— TEXT SHOWN —
((
This is simply a quirk of data: how the Redskins do should have little to no effect on voting in other states. This is exactly what correlation without causation is about; there may be a clear pattern ut it doesn’t necessarily mean the two related facts cause each other. There may be some spurious association here, some variable that predicts both outcomes, but even that is hard to imagine. Yet, the Redskins Rule has garnered a lot of attention in recent days. Why? A few possible reasons:
1. It connects two American obsessions: presidential elections and the NFL. A sidelight: both may involve a lot of betting.
2. So much reporting has been done on the 2012 elections that this adds a more whimsical and mysterious element.
3. Humans like to find patterns, even if these patterns don’t make much sense.
What’s next, an American octopus who can predict presidential elections?
Political polling has come under a lot of recent fire but a sociologist defends these predictions and reminds us that we rely on many such predictions:
We rely on statistical models for many decisions every single day, including, crucially: weather, medicine, and pretty much any complex system in which there’s an element of uncertainty to the outcome. In fact, these are the same methods by which scientists could tell Hurricane Sandy was about to hit the United States many days in advance…
This isn’t wizardry, this is the sound science of complex systems. Uncertainty is an integral part of it. But that uncertainty shouldn’t suggest that we don’t know anything, that we’re completely in the dark, that everything’s a toss-up.
))
— ACTION ITEM A —
Using the text on the Redskins Rule and election polling, explain in one to three sentences why the Redskins Rule has drawn so much attention.
— ACTION ITEM B —
In the text on the Redskins Rule and election polling, condense the paragraph beginning "We rely on statistical models" into a short bulleted list that keeps its main facts.
— ACTION ITEM C —
Carry on the text on the Redskins Rule and election polling with a further paragraph that follows on from its final sentence.

— DATA EXCERPTS —
((
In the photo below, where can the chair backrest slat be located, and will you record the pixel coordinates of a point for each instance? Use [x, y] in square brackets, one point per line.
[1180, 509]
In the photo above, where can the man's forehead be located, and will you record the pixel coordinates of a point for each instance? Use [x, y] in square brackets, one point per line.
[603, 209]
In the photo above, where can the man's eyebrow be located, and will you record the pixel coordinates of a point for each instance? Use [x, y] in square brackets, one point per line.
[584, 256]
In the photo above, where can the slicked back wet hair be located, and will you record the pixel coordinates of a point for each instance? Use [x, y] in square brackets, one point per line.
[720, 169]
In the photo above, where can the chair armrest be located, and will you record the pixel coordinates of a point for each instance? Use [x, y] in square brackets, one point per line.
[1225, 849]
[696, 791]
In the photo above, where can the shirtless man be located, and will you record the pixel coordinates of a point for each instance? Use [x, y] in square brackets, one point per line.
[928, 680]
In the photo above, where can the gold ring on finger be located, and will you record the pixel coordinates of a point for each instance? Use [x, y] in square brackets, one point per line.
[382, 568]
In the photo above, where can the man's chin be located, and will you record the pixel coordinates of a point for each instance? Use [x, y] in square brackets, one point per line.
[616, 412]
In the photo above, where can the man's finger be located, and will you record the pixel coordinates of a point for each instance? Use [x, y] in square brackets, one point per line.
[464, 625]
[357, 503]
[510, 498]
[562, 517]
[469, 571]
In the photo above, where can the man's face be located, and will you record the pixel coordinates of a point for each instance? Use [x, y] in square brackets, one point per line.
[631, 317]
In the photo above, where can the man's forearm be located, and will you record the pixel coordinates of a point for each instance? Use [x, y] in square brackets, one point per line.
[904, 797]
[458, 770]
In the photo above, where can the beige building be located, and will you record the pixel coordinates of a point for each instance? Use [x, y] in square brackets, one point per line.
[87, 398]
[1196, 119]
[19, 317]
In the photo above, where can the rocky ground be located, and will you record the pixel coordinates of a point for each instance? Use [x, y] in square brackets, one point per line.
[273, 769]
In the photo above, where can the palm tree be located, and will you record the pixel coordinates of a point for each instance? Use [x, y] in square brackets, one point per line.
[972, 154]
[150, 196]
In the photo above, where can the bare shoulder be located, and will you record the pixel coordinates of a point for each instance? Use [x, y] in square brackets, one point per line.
))
— REPLY A —
It connects presidential elections and the NFL, two American obsessions that may both involve a lot of betting. It also adds a whimsical, mysterious element after so much reporting on the 2012 elections, and humans like to find patterns even when those patterns don't make much sense.

— REPLY B —
- Statistical models guide many decisions every day.
- They are used for weather, medicine, and nearly any complex system with an uncertain outcome.
- The same methods let scientists tell many days in advance that Hurricane Sandy was about to hit the United States.

— REPLY C —
Polls tell you the likely outcome with some uncertainty and some sources of (both known and unknown) error. Statistical models take a bunch of factors and run lots of simulations of elections by varying those outcomes according to what we know (such as other polls, structural factors like the economy, what we know about turnout, demographics, etc.) and what we can reasonably infer about the range of uncertainty (given historical precedents and our logical models). These models then produce probability distributions…
Refusing to run statistical models simply because they produce probability distributions rather than absolute certainty is irresponsible. For many important issues (climate change!), statistical models are all we have and all we can have. We still need to take them seriously and act on them (well, if you care about life on Earth as we know it, blah, blah, blah).
A key point here: statistical models have uncertainty (we are making inferences about larger populations or systems from samples that we can collect) but that doesn’t necessarily mean they are flawed.
A second key point: because of what I stated above, we should expect that some statistical predictions will be wrong. But this is how science works: you tweak models, take in more information, perhaps change your data collection, perhaps use different methods of analysis, and hope to get better. While it may not be exciting, confirming what we don’t know does help us get to an outcome.
I’ve become more convinced in recent years that one of the reasons polls are not used effectively in reporting is that many in the media don’t know exactly how they work. Journalists need to be trained in how to read, interpret, and report on data. This could also be a time issue; how much time to those in the media have to pore over the details of research findings or do they simply have to scan for new findings? Scientists can pump out study after study but part of the dissemination of this information to the public requires a media who understands how scientific research and the scientific process work. This includes understanding how models are consistently refined, collecting the right data to answer the questions we want to answer, and looking at the accumulated scientific research rather than just grabbing the latest attention-getting finding.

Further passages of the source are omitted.